DEMOKRASİ MİLLİ İRADE MİDİR, YOKSA TAĞUTİ BİR DÜZEN MİDİR?
Eklenme: 8/15/2013 12:00:00 AM

Evet, sevgili okurlar.

Zaman zaman bu köşede dile getirmek istediğimiz küresel, çağdaş dünyamızdaki fesat ve bozgunculuğun mevcudiyeti   giderek dozajını artırıyor ve  azgınlaşan baskıcı rejimler, adeta tağuti zorba düzenlere dönüşüyor.

Hani buna demokrasi deniliyordu?

Hani cumhuriyet deniliyordu?             

Hani insan temel hak ve özgürlükleri deniliyordu?

Hayır, hayır hiç de öyle değil.

Aslında demokrasi memokrasi diye bir şey yok.

Batı dünyası yarattığı tağuti düzenlere kılıf uydurarak, demokrasi gömleğini giydirmiş, daha doğrusu diğer bir deyimle kuzunun postunu kurda giydirmiş, böylece dünyayı yanıltıcı politikalarla kandırmaya çalışıyor ve maalesef bunu da zaman zaman başarmış durumda.

Peki neden böyle oluyor?Çünkü Zira İslam dünyası gaflet uykusundadır.

İşte yaklaşık elli günden beri Mısır’ın başına getirilen oyunlar ve uygulanan acımasız katliamlar yukarıda ifade ettiğimiz gerçeğin  birer kanıtlayıcı delilidir.

Ben şahsen küresel, medeni geçinen dünyaya demokratik medeni bir dünya diyemiyorum.

Bunu dersek , yarasa gibi gerçekleri görmeyip veyahut ışıklardan rahatsız olma pozisyonuna gireriz.

Zira her şey ortada…

Üç yıldan beri Suriye’de Baas rejimi tarafından uygulanmakta olan acımasızca katliam, bir ülkenin altını üstüne getirmiştir. Nice ocaklar söndürülmüş, ülke darmadağın edilmiştir. Kundaktaki bebelerin dahi bir çırpıda atılan bombaların kurbanı olduğunu bütün dünya bildiği halde seyirci kalmaktadır.

Hani bu dünyanın adı medeni, çağdaş, muasır, demokratik bir dünya olarak biliniyordu?

Yaklaşık altmış yıldan beri Mısır devleti hep diktatörlerle, askeri cunta ve mutlak bir dikta ile yönetilirken, bu medeni dünyadan hiç ses çıkmıyordu.Bugün halkın iradesi ile gelen yönetimi batı destekli darbe ile indiren aynı anlayış sivil halkı katlediyor,insanlar inim inim inliyor ama sözüm ona medeni dünyadan yine ses yok.

Sözde çağdaş, medeni dünyada insanlar dinini yaşayamıyor.

▸ **Adlandırılmış bölge sınırı kayıtları**:

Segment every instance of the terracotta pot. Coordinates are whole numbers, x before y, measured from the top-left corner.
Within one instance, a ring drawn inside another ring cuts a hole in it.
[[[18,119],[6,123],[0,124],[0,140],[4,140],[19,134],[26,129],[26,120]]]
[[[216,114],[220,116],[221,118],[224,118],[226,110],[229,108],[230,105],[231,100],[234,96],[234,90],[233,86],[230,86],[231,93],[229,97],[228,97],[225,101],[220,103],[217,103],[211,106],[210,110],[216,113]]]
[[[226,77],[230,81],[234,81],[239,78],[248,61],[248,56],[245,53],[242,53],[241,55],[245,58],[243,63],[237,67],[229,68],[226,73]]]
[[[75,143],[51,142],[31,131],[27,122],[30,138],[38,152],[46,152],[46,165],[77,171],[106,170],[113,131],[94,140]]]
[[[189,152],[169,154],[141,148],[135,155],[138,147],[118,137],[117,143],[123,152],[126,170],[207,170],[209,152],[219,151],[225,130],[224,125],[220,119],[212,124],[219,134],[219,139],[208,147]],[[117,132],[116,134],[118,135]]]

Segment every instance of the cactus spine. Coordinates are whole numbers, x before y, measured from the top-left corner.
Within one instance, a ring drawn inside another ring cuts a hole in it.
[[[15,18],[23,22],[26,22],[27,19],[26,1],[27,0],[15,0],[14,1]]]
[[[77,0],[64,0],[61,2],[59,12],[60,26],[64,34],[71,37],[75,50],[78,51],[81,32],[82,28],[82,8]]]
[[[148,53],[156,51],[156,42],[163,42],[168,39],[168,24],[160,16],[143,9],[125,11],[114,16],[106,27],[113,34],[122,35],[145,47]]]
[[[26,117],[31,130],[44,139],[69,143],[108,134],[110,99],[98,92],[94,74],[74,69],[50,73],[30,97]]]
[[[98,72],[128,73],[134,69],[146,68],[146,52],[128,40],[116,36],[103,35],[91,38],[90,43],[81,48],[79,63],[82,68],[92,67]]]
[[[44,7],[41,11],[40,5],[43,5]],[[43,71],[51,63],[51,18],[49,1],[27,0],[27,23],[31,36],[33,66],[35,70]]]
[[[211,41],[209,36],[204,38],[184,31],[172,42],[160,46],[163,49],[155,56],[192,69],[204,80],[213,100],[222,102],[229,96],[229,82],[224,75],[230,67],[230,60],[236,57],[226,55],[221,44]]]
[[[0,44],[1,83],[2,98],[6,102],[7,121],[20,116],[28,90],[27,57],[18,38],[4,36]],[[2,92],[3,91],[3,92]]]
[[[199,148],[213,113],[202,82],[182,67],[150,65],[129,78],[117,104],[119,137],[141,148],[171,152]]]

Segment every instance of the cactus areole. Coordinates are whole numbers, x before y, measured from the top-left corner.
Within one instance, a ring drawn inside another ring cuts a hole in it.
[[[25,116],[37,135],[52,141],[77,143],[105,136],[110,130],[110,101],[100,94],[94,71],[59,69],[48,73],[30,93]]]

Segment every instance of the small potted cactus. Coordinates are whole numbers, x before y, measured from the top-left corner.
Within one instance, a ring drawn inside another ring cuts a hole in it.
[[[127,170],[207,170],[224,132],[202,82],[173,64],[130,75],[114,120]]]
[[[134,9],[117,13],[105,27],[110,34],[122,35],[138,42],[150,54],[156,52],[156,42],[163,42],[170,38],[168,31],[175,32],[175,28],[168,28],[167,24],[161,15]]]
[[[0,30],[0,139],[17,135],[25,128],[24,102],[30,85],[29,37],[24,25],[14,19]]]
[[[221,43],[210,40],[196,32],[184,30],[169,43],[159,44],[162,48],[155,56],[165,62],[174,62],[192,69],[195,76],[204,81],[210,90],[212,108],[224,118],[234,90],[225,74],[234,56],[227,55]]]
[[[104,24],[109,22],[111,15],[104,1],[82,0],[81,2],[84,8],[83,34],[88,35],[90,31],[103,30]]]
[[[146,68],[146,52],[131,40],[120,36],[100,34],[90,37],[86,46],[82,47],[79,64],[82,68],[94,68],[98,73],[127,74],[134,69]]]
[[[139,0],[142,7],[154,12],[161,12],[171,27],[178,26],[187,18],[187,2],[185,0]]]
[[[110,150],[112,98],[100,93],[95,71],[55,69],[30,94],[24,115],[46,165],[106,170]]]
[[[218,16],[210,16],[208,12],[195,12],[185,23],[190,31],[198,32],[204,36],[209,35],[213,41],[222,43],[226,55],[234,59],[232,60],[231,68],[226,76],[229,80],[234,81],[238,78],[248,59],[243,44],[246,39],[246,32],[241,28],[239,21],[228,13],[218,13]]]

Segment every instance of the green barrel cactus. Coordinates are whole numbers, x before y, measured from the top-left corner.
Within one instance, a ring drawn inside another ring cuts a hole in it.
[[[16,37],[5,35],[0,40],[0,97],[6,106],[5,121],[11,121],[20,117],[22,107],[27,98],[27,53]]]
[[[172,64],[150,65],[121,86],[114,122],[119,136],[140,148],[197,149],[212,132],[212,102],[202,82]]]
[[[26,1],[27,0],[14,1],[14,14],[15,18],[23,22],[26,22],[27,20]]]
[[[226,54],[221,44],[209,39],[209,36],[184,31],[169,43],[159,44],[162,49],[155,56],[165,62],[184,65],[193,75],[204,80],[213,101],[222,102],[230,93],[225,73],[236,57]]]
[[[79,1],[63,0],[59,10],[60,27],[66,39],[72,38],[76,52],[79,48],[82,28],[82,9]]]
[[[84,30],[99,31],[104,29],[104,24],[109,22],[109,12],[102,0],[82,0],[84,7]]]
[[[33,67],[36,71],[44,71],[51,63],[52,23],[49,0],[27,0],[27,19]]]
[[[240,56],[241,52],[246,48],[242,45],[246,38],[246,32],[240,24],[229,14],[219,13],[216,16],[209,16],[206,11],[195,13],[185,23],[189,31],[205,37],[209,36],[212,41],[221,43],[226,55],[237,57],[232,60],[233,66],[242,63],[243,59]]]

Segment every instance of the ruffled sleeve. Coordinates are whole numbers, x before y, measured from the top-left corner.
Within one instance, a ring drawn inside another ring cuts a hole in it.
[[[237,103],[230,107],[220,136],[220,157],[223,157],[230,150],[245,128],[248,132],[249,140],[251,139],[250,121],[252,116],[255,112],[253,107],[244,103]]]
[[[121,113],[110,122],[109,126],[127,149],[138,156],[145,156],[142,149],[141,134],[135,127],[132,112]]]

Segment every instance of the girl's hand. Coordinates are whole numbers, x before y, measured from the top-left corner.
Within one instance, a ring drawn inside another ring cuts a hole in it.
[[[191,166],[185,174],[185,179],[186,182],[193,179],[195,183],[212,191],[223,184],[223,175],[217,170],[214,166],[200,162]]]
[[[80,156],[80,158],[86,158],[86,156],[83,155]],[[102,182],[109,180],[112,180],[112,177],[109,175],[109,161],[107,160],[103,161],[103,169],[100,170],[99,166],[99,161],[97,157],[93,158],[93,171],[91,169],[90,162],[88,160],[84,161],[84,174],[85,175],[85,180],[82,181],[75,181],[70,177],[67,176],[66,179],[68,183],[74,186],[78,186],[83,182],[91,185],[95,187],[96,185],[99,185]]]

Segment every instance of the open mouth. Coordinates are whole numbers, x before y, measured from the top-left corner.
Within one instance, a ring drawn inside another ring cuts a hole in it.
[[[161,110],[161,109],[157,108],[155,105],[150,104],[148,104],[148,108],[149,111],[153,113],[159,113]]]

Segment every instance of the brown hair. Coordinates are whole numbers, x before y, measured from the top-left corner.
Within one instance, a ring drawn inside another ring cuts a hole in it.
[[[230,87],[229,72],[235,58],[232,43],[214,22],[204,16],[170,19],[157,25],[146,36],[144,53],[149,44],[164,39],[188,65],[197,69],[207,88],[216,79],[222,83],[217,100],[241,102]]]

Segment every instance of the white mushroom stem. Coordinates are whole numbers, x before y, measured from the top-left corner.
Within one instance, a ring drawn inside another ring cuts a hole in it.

▸ **Yönergeler**:
**1)** Demokrasi üzerine yazıya göre Suriye'de Baas rejiminin uyguladığı katliam ne zamandan beri sürüyor?
**2)** Demokrasi üzerine yazıda "Ben şahsen küresel, medeni" ifadesinin geçtiği sözlerle başlayıp "halde seyirci kalmaktadır." ile biten bölümü olduğu gibi yazıya geçirin.
**3)** Demokrasi üzerine yazıyı kaldığı yerden sürdürün.

▸ **Görev Yanıtları**:
**1)** Üç yıldan beri.

**2)**
Ben şahsen küresel, medeni geçinen dünyaya demokratik medeni bir dünya diyemiyorum.

Bunu dersek , yarasa gibi gerçekleri görmeyip veyahut ışıklardan rahatsız olma pozisyonuna gireriz.

Zira her şey ortada…

Üç yıldan beri Suriye’de Baas rejimi tarafından uygulanmakta olan acımasızca katliam, bir ülkenin altını üstüne getirmiştir. Nice ocaklar söndürülmüş, ülke darmadağın edilmiştir. Kundaktaki bebelerin dahi bir çırpıda atılan bombaların kurbanı olduğunu bütün dünya bildiği halde seyirci kalmaktadır.

**3)**
Mısır’da, Türkiye’de, Libya’da, Tunus’ta vs. tüm İslam dünyasında, kültürünü yaşayamıyor, inancını hiç yaşayamıyor, çifte standartlar uygulanıyor, tek taraflı yontuluyor.

Ve her nedense bu medeni dünyadan (!) bir ses çıkmıyor.

Mısır’da yüzde elli oy birikimiyle, iktidara gelen muhterem Muhammed Mursi’nin aldığı oylarla demokratik parlamenter sistemine uygun milli iradeyle koltuğuna oturmasına ancak bir sene izin verildi.

Mısır’daki derin Ergenekon, kök olarak tamamıyla İsrail’e bağlı.

Siyonist bir küfür zındıkasının varlığı, bunu bize gösteriyor.

* * *

Düşünün, milli iradeyle büyük oy potansiyeli alarak, devlet başkanlığı koltuğuna oturan bu zat-ı muhterem, İhvan-ı Müslimin denilen Müslüman Kardeşler teşkilatına mensup ve onların oyuyla iktidarı kazanmış olması, derindeki iğrenç bir çukurun mensuplarını rahatsız etmiştir.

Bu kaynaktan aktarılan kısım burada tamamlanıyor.